* [PROMPT]:
Please give the part of the LAS issue thread starting with "Improve readability by" and going on through "writing las readers." again, swapping in "programmers" wherever "developers" appears.

* [SUPPLIED TEXT]:
ASPRSorg / LAS

LAS Specification
https://www.asprs.org/committee-general/laser-las-file-format-exchange-activities.html
139 stars 16 forks source link

Improve readability by adding a "byte offset" column to header block and record format descriptions #55

Closed m-schuetz closed 3 years ago

m-schuetz commented 6 years ago

Currently, the spec only describes the bytes size for elements in the header and the different point data records. Additionally providing byte offsets to each attribute would be a huge help to developers writing las readers.

* [RECORDED DATA]:
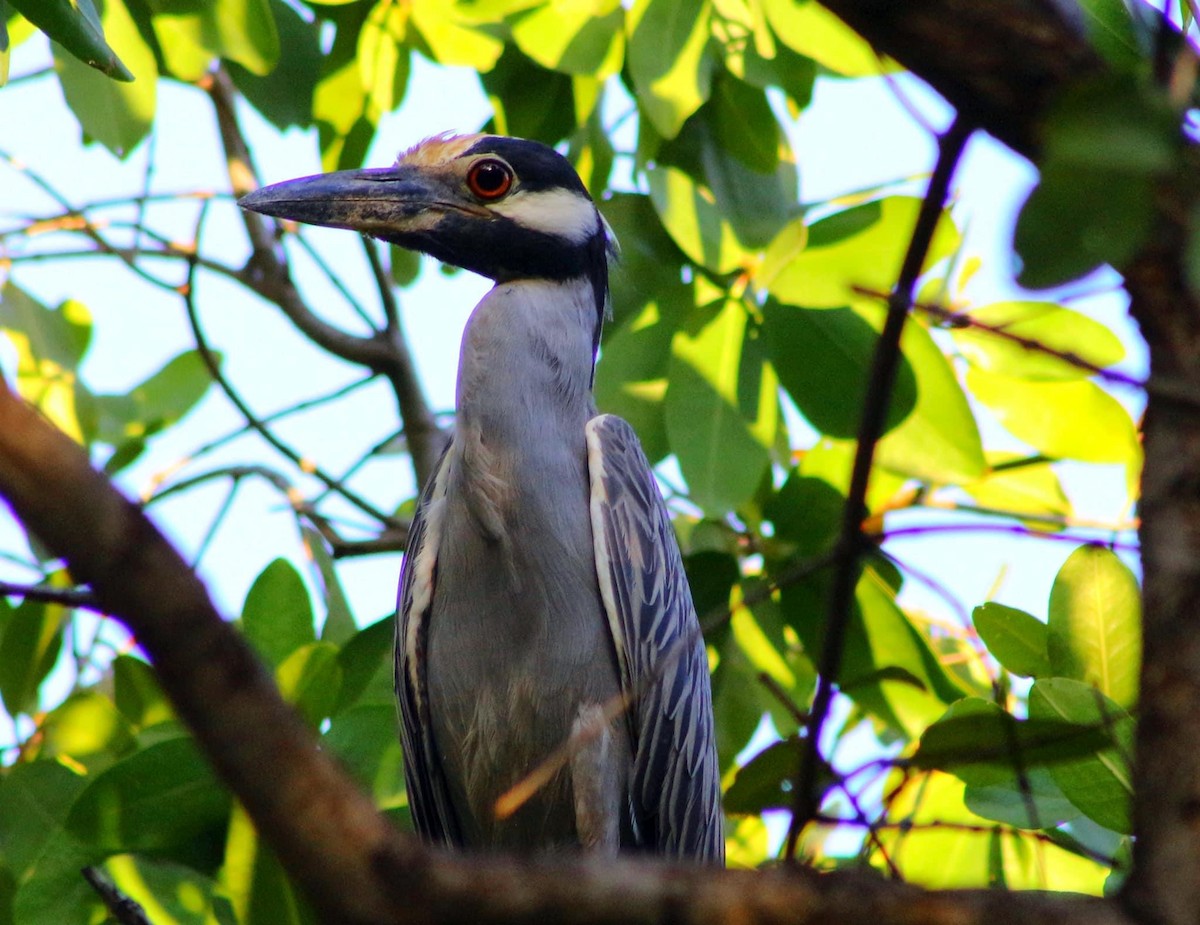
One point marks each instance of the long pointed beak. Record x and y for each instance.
(371, 200)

* [RESPONSE TO THIS TASK]:
Improve readability by adding a "byte offset" column to header block and record format descriptions #55

Closed m-schuetz closed 3 years ago

m-schuetz commented 6 years ago

Currently, the spec only describes the bytes size for elements in the header and the different point data records. Additionally providing byte offsets to each attribute would be a huge help to programmers writing las readers.